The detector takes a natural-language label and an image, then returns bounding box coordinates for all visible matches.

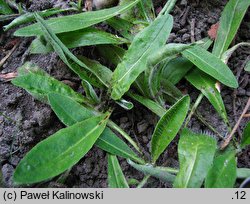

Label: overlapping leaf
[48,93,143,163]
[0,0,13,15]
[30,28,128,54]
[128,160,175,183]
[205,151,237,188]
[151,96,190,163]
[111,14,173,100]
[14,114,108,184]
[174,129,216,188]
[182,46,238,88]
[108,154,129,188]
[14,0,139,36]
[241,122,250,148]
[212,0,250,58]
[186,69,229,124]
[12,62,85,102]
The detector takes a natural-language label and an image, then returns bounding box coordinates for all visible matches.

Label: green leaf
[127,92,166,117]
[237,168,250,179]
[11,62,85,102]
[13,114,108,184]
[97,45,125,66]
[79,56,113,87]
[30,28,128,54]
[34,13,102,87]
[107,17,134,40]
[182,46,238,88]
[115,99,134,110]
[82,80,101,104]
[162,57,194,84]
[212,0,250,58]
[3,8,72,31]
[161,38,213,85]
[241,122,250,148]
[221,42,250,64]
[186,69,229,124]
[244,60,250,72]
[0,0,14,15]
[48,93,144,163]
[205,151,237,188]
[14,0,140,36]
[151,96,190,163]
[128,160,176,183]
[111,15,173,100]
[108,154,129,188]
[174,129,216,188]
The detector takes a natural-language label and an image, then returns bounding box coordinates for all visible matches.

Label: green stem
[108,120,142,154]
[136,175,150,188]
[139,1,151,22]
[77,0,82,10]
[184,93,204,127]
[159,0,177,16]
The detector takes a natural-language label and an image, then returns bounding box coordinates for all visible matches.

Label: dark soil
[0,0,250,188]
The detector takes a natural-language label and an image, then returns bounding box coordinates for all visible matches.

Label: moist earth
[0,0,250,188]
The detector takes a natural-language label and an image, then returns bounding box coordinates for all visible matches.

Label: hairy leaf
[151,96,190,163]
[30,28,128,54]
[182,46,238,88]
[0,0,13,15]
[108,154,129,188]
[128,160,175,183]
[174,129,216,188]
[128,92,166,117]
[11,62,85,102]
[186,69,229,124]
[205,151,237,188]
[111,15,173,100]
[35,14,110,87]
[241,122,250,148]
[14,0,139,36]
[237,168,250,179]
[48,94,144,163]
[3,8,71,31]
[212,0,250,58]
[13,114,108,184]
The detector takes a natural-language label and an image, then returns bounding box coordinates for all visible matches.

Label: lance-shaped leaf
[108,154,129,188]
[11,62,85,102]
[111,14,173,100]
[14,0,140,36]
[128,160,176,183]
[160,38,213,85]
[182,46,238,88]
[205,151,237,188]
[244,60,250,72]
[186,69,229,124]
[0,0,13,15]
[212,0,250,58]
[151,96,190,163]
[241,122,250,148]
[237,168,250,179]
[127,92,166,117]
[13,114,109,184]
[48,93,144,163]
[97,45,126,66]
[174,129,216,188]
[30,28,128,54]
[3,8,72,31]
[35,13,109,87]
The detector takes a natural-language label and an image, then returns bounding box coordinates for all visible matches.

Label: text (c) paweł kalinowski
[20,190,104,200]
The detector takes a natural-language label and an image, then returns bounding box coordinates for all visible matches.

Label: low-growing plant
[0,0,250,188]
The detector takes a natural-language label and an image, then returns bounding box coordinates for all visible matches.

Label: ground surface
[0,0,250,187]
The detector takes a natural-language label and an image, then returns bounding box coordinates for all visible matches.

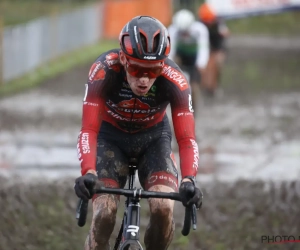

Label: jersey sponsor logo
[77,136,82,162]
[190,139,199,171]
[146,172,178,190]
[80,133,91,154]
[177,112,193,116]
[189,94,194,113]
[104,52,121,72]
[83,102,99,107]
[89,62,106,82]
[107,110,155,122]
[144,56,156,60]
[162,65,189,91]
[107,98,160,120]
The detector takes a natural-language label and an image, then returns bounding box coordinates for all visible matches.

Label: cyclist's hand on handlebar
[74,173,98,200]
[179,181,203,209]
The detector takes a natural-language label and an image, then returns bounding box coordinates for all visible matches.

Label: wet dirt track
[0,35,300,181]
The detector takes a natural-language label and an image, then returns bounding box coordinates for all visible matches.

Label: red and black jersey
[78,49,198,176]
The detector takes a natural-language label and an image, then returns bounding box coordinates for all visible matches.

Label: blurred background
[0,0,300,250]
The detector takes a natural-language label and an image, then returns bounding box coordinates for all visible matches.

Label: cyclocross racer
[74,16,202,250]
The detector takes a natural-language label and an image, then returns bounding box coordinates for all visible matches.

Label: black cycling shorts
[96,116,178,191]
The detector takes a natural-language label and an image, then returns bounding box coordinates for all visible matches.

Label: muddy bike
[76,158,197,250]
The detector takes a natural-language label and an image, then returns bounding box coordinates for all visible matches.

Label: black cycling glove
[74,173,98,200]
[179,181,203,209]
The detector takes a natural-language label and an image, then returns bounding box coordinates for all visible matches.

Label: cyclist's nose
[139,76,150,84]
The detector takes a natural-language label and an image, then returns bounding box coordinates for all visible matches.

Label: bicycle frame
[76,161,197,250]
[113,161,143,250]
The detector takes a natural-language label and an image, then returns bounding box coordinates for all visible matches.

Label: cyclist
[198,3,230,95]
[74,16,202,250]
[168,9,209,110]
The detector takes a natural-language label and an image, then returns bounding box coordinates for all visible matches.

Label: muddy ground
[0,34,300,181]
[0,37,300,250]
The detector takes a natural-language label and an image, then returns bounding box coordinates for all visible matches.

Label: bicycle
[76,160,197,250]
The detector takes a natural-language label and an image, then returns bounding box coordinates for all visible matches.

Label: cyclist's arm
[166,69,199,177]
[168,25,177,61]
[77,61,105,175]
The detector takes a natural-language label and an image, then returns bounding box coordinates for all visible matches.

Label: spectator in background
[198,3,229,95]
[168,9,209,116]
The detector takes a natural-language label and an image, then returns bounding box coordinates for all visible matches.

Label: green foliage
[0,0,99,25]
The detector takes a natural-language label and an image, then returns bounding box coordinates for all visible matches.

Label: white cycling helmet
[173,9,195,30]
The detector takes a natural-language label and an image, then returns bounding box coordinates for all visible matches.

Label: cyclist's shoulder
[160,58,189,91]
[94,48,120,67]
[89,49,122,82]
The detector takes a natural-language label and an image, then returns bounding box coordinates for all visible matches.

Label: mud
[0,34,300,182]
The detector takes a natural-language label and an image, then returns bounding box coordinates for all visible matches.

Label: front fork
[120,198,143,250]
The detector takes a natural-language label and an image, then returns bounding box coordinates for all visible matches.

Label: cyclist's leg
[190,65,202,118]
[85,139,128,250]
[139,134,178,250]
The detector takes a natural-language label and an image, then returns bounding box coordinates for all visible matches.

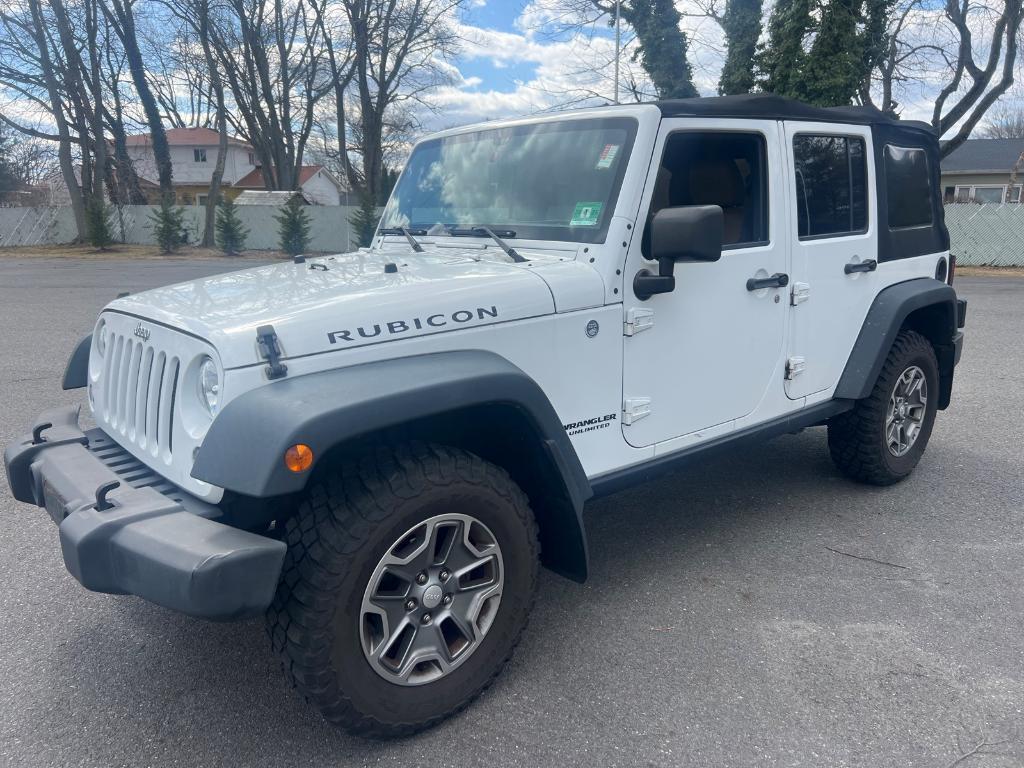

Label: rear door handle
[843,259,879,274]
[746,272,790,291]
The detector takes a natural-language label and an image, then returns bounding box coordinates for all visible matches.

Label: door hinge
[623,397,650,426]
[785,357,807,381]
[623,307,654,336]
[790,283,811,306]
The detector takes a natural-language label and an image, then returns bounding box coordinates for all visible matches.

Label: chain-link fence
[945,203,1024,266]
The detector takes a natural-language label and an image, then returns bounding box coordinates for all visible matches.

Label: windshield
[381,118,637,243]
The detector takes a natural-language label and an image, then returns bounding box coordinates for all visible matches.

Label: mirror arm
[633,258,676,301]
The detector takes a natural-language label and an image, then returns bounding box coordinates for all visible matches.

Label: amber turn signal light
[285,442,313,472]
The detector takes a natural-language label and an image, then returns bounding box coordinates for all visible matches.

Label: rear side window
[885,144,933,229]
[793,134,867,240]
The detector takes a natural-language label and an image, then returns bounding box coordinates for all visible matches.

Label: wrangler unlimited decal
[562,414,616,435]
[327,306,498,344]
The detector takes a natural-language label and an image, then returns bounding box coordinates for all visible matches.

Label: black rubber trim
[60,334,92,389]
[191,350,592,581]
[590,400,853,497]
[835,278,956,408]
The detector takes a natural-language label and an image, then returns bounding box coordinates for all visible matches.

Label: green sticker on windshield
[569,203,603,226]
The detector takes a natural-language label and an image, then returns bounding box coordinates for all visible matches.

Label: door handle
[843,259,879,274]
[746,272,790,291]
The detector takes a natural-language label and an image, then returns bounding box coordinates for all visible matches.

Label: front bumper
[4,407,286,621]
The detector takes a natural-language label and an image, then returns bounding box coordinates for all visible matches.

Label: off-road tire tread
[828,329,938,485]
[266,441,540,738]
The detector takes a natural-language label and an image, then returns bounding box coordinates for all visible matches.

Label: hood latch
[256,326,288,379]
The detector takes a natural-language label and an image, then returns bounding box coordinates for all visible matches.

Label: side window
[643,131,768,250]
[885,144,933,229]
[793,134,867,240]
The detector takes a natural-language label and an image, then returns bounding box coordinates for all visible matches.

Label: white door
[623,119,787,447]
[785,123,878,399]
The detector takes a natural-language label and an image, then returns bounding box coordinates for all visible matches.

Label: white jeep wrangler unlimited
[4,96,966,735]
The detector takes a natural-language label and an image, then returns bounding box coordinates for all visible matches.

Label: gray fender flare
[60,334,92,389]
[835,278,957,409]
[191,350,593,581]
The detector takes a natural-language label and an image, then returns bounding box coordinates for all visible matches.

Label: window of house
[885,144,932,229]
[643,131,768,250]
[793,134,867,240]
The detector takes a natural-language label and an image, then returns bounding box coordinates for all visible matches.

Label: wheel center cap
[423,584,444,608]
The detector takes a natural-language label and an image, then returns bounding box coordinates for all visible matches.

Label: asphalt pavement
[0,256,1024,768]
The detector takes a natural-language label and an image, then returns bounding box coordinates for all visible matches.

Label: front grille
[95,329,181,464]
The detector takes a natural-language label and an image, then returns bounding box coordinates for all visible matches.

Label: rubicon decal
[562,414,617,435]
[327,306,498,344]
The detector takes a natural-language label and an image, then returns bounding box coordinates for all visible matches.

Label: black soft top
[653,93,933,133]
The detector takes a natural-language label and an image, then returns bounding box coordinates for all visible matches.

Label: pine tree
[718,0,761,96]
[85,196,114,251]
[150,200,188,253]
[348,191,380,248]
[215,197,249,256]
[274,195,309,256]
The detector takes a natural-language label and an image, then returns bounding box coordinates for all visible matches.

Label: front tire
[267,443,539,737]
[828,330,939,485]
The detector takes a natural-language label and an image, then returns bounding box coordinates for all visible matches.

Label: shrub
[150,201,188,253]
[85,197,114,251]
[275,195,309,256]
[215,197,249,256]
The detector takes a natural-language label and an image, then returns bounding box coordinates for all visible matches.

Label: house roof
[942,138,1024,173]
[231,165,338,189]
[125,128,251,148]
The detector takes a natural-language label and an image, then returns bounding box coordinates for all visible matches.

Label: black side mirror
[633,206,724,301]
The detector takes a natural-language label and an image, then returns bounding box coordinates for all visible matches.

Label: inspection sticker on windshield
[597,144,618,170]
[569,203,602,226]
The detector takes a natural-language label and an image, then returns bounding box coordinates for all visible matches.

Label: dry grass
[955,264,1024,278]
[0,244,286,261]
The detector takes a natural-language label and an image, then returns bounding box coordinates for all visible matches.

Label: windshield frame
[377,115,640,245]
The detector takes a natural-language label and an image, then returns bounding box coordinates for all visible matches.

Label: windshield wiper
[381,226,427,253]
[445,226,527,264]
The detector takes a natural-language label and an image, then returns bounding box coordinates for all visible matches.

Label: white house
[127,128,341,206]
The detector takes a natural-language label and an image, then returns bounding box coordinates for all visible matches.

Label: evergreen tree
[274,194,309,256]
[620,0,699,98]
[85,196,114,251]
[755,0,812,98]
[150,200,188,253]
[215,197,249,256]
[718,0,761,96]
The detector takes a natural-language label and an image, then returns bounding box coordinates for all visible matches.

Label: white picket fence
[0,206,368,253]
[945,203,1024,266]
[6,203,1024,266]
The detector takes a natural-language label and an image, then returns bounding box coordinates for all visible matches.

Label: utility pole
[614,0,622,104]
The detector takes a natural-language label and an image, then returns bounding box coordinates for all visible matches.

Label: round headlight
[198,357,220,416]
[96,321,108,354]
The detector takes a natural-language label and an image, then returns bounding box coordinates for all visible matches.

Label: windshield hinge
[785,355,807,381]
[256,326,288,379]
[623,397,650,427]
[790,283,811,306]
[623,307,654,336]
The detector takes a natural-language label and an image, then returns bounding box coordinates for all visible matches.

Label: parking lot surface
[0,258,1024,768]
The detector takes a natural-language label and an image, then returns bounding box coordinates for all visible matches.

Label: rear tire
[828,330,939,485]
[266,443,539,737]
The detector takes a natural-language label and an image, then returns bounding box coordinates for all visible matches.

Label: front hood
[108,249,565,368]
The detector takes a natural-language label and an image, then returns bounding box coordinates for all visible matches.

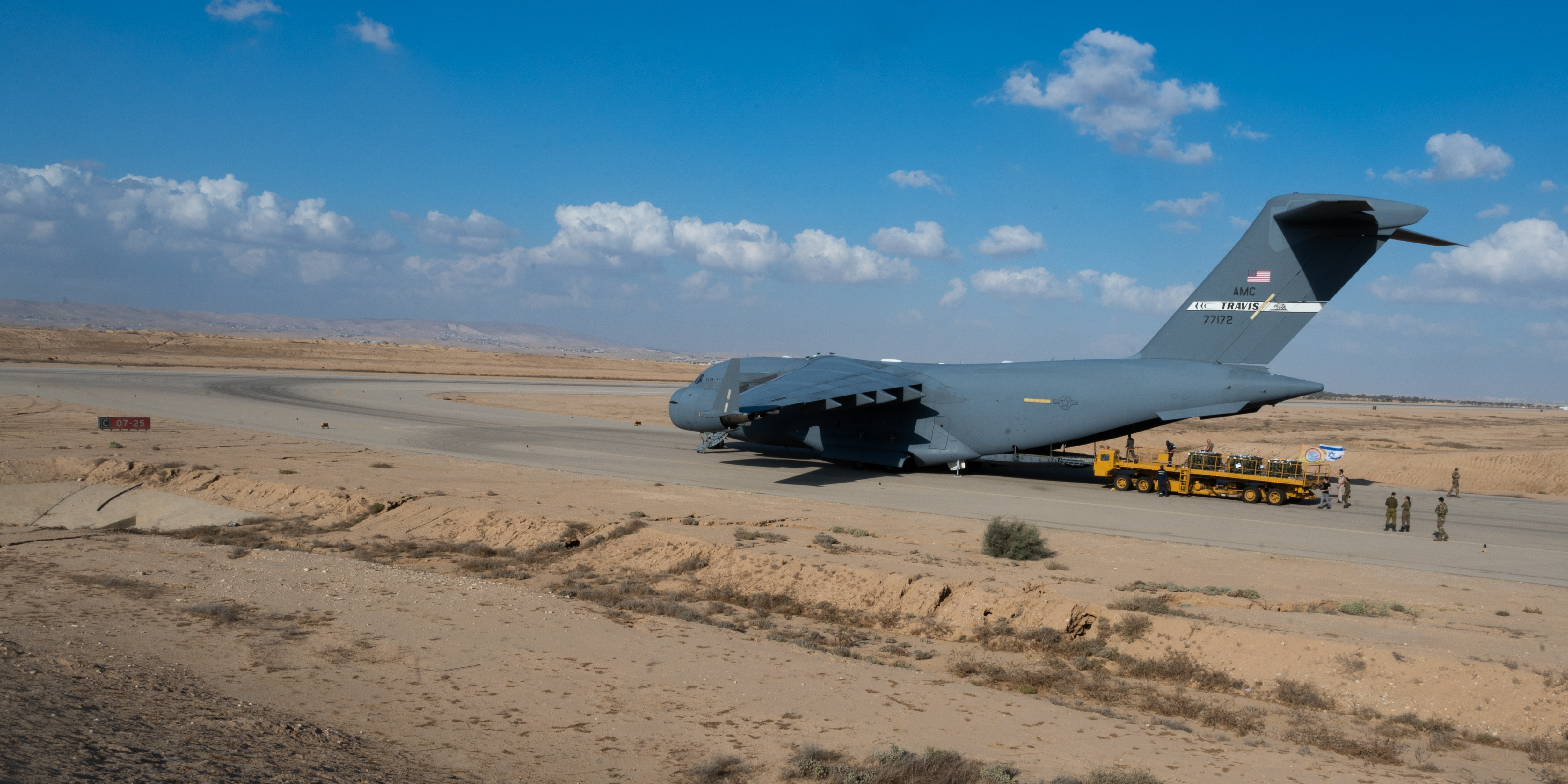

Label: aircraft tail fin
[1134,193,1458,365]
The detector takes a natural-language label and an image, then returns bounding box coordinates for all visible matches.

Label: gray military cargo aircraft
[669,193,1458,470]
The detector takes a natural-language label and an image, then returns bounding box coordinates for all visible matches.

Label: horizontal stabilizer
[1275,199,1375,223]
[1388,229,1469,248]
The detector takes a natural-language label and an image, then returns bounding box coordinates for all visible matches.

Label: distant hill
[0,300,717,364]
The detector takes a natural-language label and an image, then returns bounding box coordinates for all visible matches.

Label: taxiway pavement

[What needs to be done]: Show every line of the records that contains the string "aircraft", treating uppercase and lowercase letters as distinct.

[Problem solution]:
Label: aircraft tail fin
Label: gray military cargo aircraft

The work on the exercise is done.